━━━ Page excerpt
DVR: Fix race conditions when trying to add default gateway for fip gateway port.

Bug #1631513 reported by Swaminathan Vasudevan on 2016-10-07
12
This bug affects 2 people
Affects Status Importance Assigned to Milestone
neutron
Undecided
Brian Haley

Bug Description

There seems to be a race condition when trying to add default gateway route in fip namespace for the fip agent gateway port.

The way it happens is at high scale testing, when there is a router update that is currently happening for the Router-A which has a floatingip, a fip namespace is getting created and gateway ports plugged to the external bridge in the context of the fip namespace. While it is getting created, if there is another router update for the same Router-A, then it calls 'update-gateway-port' and tries to set the default gateway and fails.

We do find a log message in the l3-agent with 'Failed to process compatible router' and also a TRACE in the l3-agent.
━━━━━━
━━━ Source excerpt
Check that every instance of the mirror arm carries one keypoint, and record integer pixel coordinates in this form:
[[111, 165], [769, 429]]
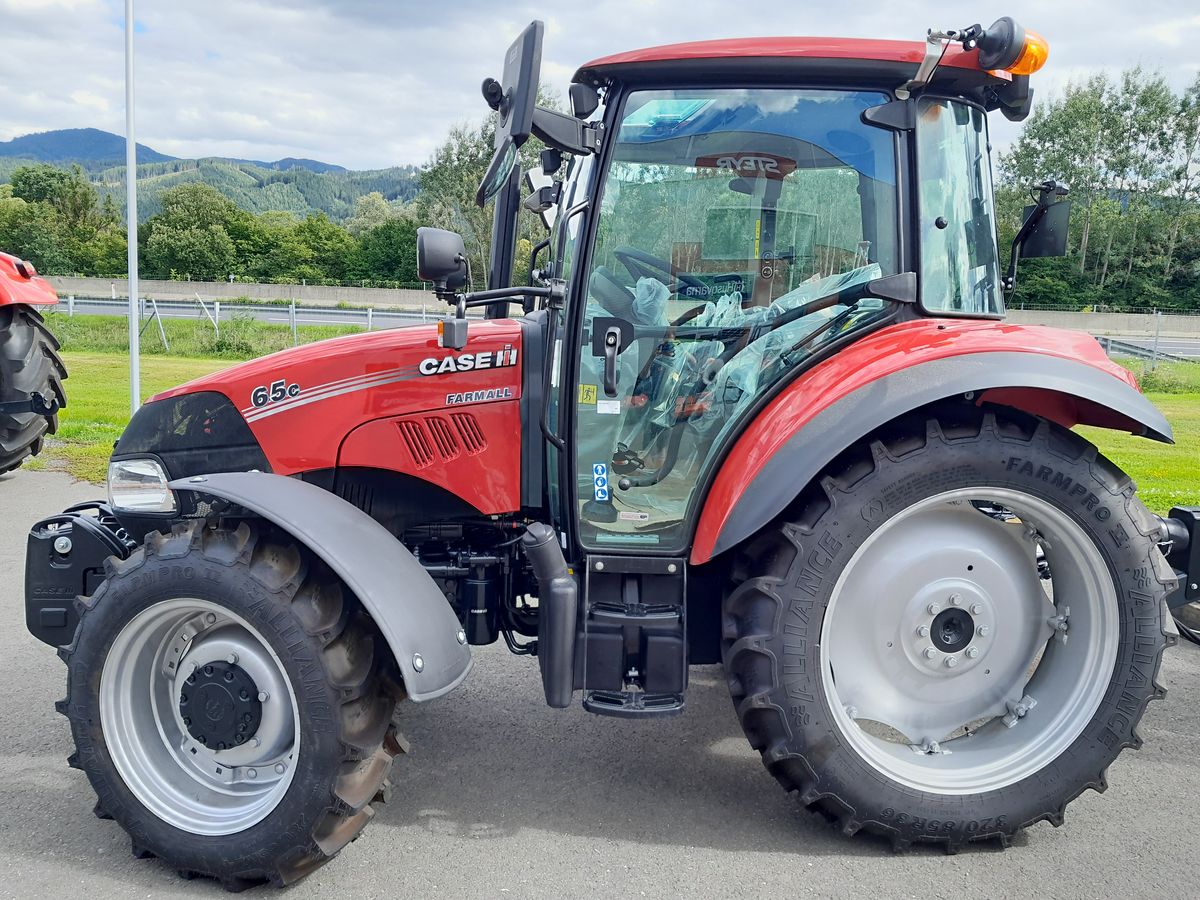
━━━━━━
## Short task A
List the column headings in the table header of the neutron bug report.
## Short task B
Extend the neutron bug report about the fip gateway race condition, picking up after its final sentence.

## Expected answer A
Affects, Status, Importance, Assigned to, Milestone

## Expected answer B
Traceback (most recent call last):
   File "/opt/stack/venv/neutron-20160927T090820Z/lib/python2.7/site-packages/neutron/agent/l3/agent.py", line 501, in _process_router_update
     self._process_router_if_compatible(router)
   File "/opt/stack/venv/neutron-20160927T090820Z/lib/python2.7/site-packages/neutron/agent/l3/agent.py", line 440, in _process_router_if_compatible
     self._process_updated_router(router)
   File "/opt/stack/venv/neutron-20160927T090820Z/lib/python2.7/site-packages/neutron/agent/l3/agent.py", line 454, in _process_updated_router
     ri.process(self)
   File "/opt/stack/venv/neutron-20160927T090820Z/lib/python2.7/site-packages/neutron/agent/l3/dvr_local_router.py", line 538, in process
     super(DvrLocalRouter, self).process(agent)
   File "/opt/stack/venv/neutron-20160927T090820Z/lib/python2.7/site-packages/neutron/agent/l3/dvr_router_base.py", line 31, in process
     super(DvrRouterBase, self).process(agent)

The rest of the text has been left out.